• [DATA FOR THIS TASK]:
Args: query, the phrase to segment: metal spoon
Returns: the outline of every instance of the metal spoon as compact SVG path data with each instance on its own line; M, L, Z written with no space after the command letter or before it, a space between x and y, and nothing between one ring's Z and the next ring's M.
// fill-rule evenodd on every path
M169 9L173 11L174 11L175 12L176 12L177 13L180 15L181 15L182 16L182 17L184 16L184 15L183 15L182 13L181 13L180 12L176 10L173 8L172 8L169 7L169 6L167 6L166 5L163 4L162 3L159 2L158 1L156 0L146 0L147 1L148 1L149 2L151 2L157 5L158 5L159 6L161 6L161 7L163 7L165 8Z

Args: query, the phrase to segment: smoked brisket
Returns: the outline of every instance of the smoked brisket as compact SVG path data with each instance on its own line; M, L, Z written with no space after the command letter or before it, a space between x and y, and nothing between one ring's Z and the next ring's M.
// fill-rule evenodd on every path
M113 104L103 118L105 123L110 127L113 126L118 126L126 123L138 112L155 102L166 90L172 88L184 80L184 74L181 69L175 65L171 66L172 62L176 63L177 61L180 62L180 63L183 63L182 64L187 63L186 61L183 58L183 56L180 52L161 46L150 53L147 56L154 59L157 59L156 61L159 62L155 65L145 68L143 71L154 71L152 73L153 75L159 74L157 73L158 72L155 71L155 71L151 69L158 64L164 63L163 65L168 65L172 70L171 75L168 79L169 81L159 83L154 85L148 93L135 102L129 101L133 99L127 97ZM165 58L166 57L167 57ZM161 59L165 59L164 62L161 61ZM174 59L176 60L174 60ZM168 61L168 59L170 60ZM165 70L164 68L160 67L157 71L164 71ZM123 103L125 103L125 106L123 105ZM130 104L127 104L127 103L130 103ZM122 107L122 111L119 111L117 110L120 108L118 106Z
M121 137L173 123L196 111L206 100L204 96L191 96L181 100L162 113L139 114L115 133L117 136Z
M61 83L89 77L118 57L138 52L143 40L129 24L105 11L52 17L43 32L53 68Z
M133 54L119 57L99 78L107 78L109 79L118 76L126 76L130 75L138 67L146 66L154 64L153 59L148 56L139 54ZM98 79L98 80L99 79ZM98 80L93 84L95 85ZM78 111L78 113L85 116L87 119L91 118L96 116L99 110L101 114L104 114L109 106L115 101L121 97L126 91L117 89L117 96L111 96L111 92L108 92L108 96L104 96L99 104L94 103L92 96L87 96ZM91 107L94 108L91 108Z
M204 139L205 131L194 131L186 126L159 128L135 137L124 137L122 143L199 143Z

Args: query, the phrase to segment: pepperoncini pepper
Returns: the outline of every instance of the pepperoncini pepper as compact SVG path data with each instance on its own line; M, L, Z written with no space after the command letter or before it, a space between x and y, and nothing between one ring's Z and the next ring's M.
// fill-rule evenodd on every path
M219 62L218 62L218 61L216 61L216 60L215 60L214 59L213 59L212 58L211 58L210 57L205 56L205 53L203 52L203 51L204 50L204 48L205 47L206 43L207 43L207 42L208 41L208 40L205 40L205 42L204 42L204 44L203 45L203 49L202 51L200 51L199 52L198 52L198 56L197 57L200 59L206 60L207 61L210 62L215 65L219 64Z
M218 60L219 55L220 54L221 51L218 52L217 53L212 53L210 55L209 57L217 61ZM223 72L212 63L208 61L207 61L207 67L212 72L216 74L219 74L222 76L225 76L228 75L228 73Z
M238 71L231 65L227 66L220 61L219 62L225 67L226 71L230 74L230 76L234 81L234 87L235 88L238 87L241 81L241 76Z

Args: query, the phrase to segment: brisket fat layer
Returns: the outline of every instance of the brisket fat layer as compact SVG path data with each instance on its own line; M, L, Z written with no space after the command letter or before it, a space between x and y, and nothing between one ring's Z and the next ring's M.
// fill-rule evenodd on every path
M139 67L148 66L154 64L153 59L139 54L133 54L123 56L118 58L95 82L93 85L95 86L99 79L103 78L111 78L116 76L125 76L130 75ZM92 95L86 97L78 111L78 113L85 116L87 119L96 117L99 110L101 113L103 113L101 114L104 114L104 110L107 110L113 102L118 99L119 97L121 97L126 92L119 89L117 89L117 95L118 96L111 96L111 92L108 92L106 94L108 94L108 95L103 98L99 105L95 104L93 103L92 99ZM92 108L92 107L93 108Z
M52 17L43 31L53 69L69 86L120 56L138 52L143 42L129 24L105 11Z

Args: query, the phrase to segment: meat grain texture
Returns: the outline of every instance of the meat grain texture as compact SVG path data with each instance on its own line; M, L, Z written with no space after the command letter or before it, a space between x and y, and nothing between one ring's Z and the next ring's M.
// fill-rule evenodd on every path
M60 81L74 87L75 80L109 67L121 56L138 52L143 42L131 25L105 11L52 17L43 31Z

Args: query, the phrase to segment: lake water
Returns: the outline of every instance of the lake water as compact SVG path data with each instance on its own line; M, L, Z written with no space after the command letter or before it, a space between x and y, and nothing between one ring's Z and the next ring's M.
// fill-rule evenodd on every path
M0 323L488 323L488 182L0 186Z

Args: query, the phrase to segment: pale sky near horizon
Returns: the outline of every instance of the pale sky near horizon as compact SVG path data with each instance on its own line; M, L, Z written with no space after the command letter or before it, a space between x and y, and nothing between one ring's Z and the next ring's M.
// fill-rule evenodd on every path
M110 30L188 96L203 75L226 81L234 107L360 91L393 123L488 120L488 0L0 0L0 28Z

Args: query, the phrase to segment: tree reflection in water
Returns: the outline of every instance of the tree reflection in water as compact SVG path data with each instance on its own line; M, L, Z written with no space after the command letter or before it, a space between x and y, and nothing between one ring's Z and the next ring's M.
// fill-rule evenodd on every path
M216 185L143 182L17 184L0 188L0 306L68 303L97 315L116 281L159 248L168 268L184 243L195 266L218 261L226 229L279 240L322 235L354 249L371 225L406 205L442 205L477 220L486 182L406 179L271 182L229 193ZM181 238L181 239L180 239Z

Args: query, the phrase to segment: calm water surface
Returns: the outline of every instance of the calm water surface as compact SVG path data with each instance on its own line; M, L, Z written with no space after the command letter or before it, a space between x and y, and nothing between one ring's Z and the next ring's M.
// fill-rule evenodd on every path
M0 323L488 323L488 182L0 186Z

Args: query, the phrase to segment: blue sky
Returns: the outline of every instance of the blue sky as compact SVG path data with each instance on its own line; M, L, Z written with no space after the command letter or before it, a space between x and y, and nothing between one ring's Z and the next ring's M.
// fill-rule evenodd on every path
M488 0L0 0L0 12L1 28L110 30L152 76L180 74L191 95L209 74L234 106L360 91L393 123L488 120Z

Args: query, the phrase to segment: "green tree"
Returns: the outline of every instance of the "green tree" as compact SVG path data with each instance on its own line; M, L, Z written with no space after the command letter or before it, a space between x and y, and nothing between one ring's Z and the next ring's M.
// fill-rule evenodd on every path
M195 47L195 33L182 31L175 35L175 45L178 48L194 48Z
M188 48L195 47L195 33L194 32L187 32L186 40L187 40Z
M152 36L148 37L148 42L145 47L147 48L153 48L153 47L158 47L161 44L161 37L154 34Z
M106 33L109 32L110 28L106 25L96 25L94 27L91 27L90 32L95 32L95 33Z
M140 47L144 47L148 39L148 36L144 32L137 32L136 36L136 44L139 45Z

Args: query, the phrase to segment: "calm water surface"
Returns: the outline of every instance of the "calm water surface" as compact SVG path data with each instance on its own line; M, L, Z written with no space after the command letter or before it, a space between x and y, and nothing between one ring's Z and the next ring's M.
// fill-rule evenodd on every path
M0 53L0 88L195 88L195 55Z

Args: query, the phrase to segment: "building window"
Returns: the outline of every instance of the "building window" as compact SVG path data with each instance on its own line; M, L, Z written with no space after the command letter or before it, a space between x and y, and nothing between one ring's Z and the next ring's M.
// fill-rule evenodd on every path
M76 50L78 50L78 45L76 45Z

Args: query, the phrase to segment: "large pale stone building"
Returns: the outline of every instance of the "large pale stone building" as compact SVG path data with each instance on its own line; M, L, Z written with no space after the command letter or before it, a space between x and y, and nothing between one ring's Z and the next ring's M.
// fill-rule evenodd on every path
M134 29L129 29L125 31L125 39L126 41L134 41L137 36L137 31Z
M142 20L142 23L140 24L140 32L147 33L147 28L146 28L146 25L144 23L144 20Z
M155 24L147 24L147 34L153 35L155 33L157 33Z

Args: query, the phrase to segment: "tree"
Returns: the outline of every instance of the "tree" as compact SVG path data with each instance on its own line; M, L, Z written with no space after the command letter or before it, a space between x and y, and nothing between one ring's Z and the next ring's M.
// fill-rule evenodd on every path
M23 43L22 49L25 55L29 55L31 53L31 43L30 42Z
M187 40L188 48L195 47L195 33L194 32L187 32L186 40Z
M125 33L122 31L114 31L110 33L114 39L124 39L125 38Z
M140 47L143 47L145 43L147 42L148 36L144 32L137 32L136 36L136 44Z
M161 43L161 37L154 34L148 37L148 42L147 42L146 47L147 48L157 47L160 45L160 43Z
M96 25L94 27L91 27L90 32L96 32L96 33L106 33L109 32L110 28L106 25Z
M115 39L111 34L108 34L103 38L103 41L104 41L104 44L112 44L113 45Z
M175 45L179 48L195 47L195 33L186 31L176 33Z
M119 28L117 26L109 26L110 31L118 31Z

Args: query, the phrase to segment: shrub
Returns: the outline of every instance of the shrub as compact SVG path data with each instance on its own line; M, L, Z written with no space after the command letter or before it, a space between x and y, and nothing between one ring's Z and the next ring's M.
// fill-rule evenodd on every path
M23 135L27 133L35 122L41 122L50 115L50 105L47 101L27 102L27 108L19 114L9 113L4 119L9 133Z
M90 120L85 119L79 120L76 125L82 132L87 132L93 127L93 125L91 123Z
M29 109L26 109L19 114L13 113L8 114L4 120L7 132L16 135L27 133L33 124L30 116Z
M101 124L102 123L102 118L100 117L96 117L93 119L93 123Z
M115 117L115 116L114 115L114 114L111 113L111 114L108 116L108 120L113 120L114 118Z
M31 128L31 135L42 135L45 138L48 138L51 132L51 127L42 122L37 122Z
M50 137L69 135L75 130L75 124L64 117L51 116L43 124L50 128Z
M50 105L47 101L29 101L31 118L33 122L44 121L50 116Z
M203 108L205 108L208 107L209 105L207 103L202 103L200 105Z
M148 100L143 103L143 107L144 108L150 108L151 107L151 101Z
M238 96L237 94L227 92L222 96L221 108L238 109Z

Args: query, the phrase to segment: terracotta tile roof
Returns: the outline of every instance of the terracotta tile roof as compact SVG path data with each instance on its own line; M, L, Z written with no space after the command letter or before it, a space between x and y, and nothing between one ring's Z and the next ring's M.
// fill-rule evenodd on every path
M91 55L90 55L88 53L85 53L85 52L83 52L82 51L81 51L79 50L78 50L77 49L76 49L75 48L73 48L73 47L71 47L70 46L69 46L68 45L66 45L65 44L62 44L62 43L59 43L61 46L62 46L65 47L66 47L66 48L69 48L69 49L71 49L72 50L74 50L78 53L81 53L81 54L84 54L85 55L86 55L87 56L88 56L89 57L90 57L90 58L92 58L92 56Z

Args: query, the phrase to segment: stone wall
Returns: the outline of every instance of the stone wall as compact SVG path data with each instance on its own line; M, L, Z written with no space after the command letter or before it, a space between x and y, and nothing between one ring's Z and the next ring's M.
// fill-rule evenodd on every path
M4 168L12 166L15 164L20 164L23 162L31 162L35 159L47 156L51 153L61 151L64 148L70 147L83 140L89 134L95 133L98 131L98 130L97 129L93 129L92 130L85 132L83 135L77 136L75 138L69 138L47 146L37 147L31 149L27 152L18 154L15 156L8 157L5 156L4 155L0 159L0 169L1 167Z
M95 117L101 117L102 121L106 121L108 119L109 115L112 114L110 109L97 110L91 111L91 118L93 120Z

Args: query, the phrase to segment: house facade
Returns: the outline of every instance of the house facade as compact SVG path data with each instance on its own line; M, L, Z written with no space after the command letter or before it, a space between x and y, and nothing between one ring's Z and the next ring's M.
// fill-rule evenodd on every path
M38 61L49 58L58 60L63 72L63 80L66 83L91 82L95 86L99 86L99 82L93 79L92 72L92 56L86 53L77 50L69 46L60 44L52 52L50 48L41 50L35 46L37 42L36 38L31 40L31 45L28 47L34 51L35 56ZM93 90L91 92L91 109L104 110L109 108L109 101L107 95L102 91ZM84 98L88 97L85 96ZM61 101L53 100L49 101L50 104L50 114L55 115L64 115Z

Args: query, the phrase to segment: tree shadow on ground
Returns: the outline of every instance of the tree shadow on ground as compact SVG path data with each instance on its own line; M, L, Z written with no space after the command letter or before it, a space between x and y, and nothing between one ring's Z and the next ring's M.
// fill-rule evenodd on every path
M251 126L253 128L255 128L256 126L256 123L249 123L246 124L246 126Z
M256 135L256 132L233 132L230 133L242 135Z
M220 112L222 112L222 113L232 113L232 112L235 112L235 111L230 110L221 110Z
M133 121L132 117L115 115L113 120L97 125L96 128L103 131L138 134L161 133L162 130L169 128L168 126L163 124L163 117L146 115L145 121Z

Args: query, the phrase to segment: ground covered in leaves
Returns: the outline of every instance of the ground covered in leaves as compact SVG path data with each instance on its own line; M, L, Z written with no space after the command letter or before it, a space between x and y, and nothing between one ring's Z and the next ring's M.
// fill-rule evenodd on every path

• [REQUIRED TASK]: Reproduce everything from the line containing "Args: query, the phrase to segment: ground" down to the end of the records, replacing "leaves" with "pine needles" and leaving all else unchanged.

• [SOLUTION FOR THIS TASK]:
Args: query, the phrase to segment: ground covered in pine needles
Returns: the outline of every instance of the ground covered in pine needles as compact SVG path data with each instance on its own line; M, L, Z written with no space after the command letter or before it, a space between x and y, and nothing between one ring's Z and the next ring's M.
// fill-rule evenodd on every path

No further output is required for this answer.